Entries from a dataset
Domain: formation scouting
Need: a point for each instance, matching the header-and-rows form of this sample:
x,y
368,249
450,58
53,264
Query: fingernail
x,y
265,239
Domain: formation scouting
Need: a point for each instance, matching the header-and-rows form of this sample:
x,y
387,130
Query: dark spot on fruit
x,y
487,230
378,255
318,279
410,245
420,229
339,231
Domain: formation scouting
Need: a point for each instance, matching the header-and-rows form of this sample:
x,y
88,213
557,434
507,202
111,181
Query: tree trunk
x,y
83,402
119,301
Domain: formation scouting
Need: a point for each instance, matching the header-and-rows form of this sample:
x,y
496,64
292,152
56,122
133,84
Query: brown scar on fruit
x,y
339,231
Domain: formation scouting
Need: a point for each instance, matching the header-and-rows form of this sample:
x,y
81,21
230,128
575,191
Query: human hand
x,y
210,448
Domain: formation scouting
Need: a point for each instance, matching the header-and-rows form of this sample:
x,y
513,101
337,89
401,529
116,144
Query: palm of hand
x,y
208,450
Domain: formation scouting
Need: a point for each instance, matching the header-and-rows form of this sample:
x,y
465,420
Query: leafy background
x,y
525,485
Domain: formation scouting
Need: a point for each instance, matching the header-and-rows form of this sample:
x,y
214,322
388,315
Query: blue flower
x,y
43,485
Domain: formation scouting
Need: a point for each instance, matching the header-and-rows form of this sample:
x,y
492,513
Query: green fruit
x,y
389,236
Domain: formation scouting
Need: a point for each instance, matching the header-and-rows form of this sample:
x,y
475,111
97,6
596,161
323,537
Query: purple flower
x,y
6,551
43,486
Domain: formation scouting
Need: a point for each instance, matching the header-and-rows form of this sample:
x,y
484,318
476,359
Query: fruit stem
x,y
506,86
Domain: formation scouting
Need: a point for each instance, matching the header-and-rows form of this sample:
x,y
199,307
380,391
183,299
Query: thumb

WHAT TO WORK ON: Take the lines above and print them exactly.

ANSWER FOR THIS EXERCISE:
Domain: formation scouting
Need: a point for each instance, matching the header-and-rows form of this sample:
x,y
368,249
450,58
53,264
Query: fingernail
x,y
265,239
Domain: formation scouting
Need: a point for each instance, matching the header-and-rows form of this sample:
x,y
387,130
Query: dark spot on fruit
x,y
487,230
378,255
318,279
410,245
420,229
339,231
Domain: formation scouting
Need: a point for each instance, matching the header-and-rows form of this sample:
x,y
88,213
557,434
507,202
111,181
Query: tree trunk
x,y
83,402
119,301
Domain: formation scouting
Need: a point for each instance, matching the header-and-rows form of this sample:
x,y
496,64
292,152
56,122
133,84
Query: brown scar on fruit
x,y
339,231
Domain: formation scouting
Need: a point for each instance, matching the header-and-rows form of this sample:
x,y
81,21
230,128
575,191
Query: human hand
x,y
210,448
Domain: formation scouting
Need: a point for each instance, matching the header-and-rows form of this sample:
x,y
513,101
337,89
401,529
116,144
Query: palm of hand
x,y
208,450
Domain: formation scouting
Need: a point for each instance, matching the header-and-rows form of this sample:
x,y
465,420
Query: leafy background
x,y
525,485
Domain: formation scouting
Need: a point for each instance, matching the header-and-rows form of this sample:
x,y
214,322
388,315
Query: blue flower
x,y
43,485
Domain: formation scouting
Need: a point for each instance, matching the header-and-rows form of this sample:
x,y
492,513
Query: green fruit
x,y
389,236
Domain: formation scouting
Need: a point for each instance, matching the header-and-rows form of this sample:
x,y
475,111
97,6
596,161
323,537
Query: purple flower
x,y
6,551
43,486
Domain: formation scouting
Need: a point for each instance, matching the header-and-rows form of this sample:
x,y
484,318
476,359
Query: fruit stem
x,y
506,86
Domain: formation scouting
Need: a point for each instance, matching the header-and-rows form of this sample:
x,y
199,307
380,391
183,299
Query: thumb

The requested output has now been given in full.